■ **EXERCISE**: For this exercise, write out the whole listing below exactly, omitting its images.

■ **LISTED ENTRIES**:
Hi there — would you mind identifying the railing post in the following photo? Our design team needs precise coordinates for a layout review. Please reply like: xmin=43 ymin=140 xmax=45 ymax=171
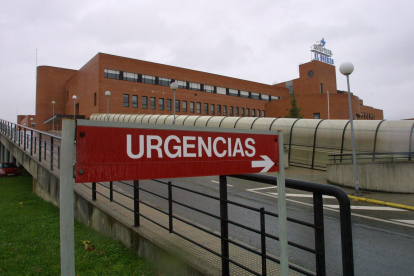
xmin=92 ymin=182 xmax=96 ymax=201
xmin=313 ymin=192 xmax=326 ymax=276
xmin=50 ymin=137 xmax=54 ymax=171
xmin=219 ymin=175 xmax=229 ymax=276
xmin=339 ymin=197 xmax=355 ymax=276
xmin=109 ymin=181 xmax=113 ymax=201
xmin=44 ymin=140 xmax=46 ymax=160
xmin=134 ymin=180 xmax=140 ymax=227
xmin=23 ymin=128 xmax=26 ymax=151
xmin=58 ymin=146 xmax=60 ymax=169
xmin=260 ymin=207 xmax=267 ymax=276
xmin=38 ymin=133 xmax=42 ymax=162
xmin=30 ymin=130 xmax=33 ymax=156
xmin=168 ymin=181 xmax=173 ymax=233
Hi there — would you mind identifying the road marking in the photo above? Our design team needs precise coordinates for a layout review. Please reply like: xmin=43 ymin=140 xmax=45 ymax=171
xmin=391 ymin=220 xmax=414 ymax=225
xmin=246 ymin=186 xmax=276 ymax=191
xmin=324 ymin=205 xmax=407 ymax=211
xmin=269 ymin=193 xmax=335 ymax=199
xmin=211 ymin=180 xmax=233 ymax=187
xmin=246 ymin=186 xmax=414 ymax=229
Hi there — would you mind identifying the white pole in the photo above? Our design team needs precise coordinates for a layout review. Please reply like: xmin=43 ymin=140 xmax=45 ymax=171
xmin=60 ymin=119 xmax=76 ymax=276
xmin=277 ymin=130 xmax=289 ymax=276
xmin=327 ymin=90 xmax=330 ymax=119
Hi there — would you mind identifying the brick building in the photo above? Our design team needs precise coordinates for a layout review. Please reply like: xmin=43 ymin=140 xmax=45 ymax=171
xmin=21 ymin=52 xmax=383 ymax=131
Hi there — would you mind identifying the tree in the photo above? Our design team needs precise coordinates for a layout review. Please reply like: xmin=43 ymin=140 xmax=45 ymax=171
xmin=285 ymin=92 xmax=303 ymax=118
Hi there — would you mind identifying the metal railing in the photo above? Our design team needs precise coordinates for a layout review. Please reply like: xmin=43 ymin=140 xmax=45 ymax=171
xmin=0 ymin=120 xmax=62 ymax=171
xmin=330 ymin=152 xmax=414 ymax=163
xmin=83 ymin=174 xmax=354 ymax=276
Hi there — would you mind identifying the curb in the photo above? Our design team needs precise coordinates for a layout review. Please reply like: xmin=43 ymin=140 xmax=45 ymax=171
xmin=348 ymin=195 xmax=414 ymax=211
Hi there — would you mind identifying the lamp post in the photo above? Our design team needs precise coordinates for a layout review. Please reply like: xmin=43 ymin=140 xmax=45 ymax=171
xmin=52 ymin=101 xmax=55 ymax=131
xmin=105 ymin=91 xmax=111 ymax=121
xmin=339 ymin=61 xmax=361 ymax=196
xmin=72 ymin=95 xmax=77 ymax=119
xmin=170 ymin=82 xmax=178 ymax=125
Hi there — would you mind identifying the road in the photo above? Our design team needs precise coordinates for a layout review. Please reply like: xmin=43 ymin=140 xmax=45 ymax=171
xmin=115 ymin=175 xmax=414 ymax=276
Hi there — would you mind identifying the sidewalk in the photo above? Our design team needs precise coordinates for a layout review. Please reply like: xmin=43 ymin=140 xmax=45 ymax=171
xmin=279 ymin=166 xmax=414 ymax=211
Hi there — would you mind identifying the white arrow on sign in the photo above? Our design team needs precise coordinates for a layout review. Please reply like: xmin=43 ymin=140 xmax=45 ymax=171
xmin=251 ymin=155 xmax=275 ymax=173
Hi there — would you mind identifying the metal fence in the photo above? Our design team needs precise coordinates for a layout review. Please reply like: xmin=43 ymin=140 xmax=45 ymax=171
xmin=82 ymin=175 xmax=354 ymax=276
xmin=0 ymin=120 xmax=62 ymax=171
xmin=0 ymin=119 xmax=354 ymax=276
xmin=330 ymin=152 xmax=414 ymax=163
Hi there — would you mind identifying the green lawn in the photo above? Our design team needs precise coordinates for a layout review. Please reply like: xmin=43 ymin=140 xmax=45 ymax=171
xmin=0 ymin=176 xmax=159 ymax=275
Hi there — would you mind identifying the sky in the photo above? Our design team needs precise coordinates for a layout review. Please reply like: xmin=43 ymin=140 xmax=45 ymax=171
xmin=1 ymin=0 xmax=413 ymax=123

■ **EXERCISE RESPONSE**:
Hi there — would you mind identifying the railing post in the following photo? Our design team needs precise coordinates for a layout review. Please reply like: xmin=43 ymin=140 xmax=45 ymax=171
xmin=92 ymin=182 xmax=96 ymax=201
xmin=313 ymin=192 xmax=326 ymax=276
xmin=50 ymin=137 xmax=54 ymax=171
xmin=219 ymin=175 xmax=229 ymax=276
xmin=339 ymin=197 xmax=355 ymax=276
xmin=109 ymin=181 xmax=113 ymax=201
xmin=44 ymin=140 xmax=46 ymax=160
xmin=134 ymin=180 xmax=140 ymax=227
xmin=23 ymin=128 xmax=26 ymax=151
xmin=58 ymin=146 xmax=60 ymax=169
xmin=260 ymin=207 xmax=267 ymax=276
xmin=38 ymin=133 xmax=42 ymax=162
xmin=30 ymin=130 xmax=33 ymax=156
xmin=168 ymin=181 xmax=173 ymax=233
Hi there — would you mind identifying the road marking in the photo above? Our design team needs precise coordinates for a layout review. Please reply like: xmin=43 ymin=140 xmax=45 ymax=171
xmin=391 ymin=220 xmax=414 ymax=225
xmin=246 ymin=186 xmax=276 ymax=191
xmin=324 ymin=205 xmax=407 ymax=211
xmin=269 ymin=193 xmax=335 ymax=199
xmin=211 ymin=180 xmax=233 ymax=187
xmin=246 ymin=186 xmax=414 ymax=229
Hi there — would you mind identifying the white pole in the photo above? Our design team needs precise coordinates for a layout review. Please reply like: xmin=43 ymin=140 xmax=45 ymax=171
xmin=60 ymin=119 xmax=76 ymax=276
xmin=277 ymin=130 xmax=289 ymax=276
xmin=327 ymin=90 xmax=330 ymax=119
Hi there — would you mind identifying the brick building in the photo above? Our design team needs precise coordinates for a layout review. Please reply like: xmin=43 ymin=140 xmax=45 ymax=171
xmin=21 ymin=52 xmax=383 ymax=131
Hi there — would you mind identifying the tree in the photo above? Our design team needs precise coordinates for a layout review. Please reply like: xmin=43 ymin=140 xmax=45 ymax=171
xmin=285 ymin=92 xmax=303 ymax=118
Hi there — would you mind identifying the metal railing in the photo above? Our design team needs precise coordinates for a layout review. Please reply like: xmin=43 ymin=140 xmax=45 ymax=171
xmin=0 ymin=120 xmax=62 ymax=171
xmin=330 ymin=152 xmax=414 ymax=163
xmin=83 ymin=174 xmax=354 ymax=276
Hi there — would you mind identifying the curb in the photo above? Our design team needs precise coordinates for a layout review. Please reply like: xmin=43 ymin=140 xmax=45 ymax=171
xmin=348 ymin=195 xmax=414 ymax=211
Hi there — would you mind identifying the lamp post in the photo above? Our design team needs precise coordinates for a layout review. Please reply like: xmin=43 ymin=140 xmax=45 ymax=171
xmin=52 ymin=101 xmax=55 ymax=131
xmin=105 ymin=91 xmax=111 ymax=121
xmin=339 ymin=61 xmax=361 ymax=196
xmin=72 ymin=95 xmax=77 ymax=119
xmin=170 ymin=82 xmax=178 ymax=125
Hi there — would you mind identifying the road in the photo above? Our design team needs precise coordinates for a layout review. Please reply like: xmin=43 ymin=140 xmax=45 ymax=171
xmin=115 ymin=175 xmax=414 ymax=276
Hi there — would you mind identifying the sidewalk in the photo above? Our design team needs precise coordinates for a layout review. Please reply like: xmin=43 ymin=140 xmax=45 ymax=171
xmin=279 ymin=166 xmax=414 ymax=211
Hi there — would you mind identifying the white arrow on sign in the photo above? Our design team needs precise coordinates for a layout review. Please reply like: xmin=43 ymin=140 xmax=45 ymax=171
xmin=251 ymin=155 xmax=275 ymax=173
Hi there — would you mind identifying the metal fence in the photo above? Our design team needs precise coordinates for a layout review. Please reply like: xmin=43 ymin=140 xmax=45 ymax=171
xmin=82 ymin=175 xmax=354 ymax=276
xmin=0 ymin=120 xmax=62 ymax=171
xmin=0 ymin=119 xmax=354 ymax=276
xmin=330 ymin=152 xmax=414 ymax=163
Hi there — would you mind identifying the green lawn in the photo above? Our design team needs precise coordinates for a layout review. Please reply like: xmin=43 ymin=140 xmax=45 ymax=171
xmin=0 ymin=176 xmax=159 ymax=275
Hi there — would you mind identifying the sky in the photo above? Our design team needs precise coordinates for a layout review. Please reply like: xmin=43 ymin=140 xmax=45 ymax=171
xmin=1 ymin=0 xmax=413 ymax=123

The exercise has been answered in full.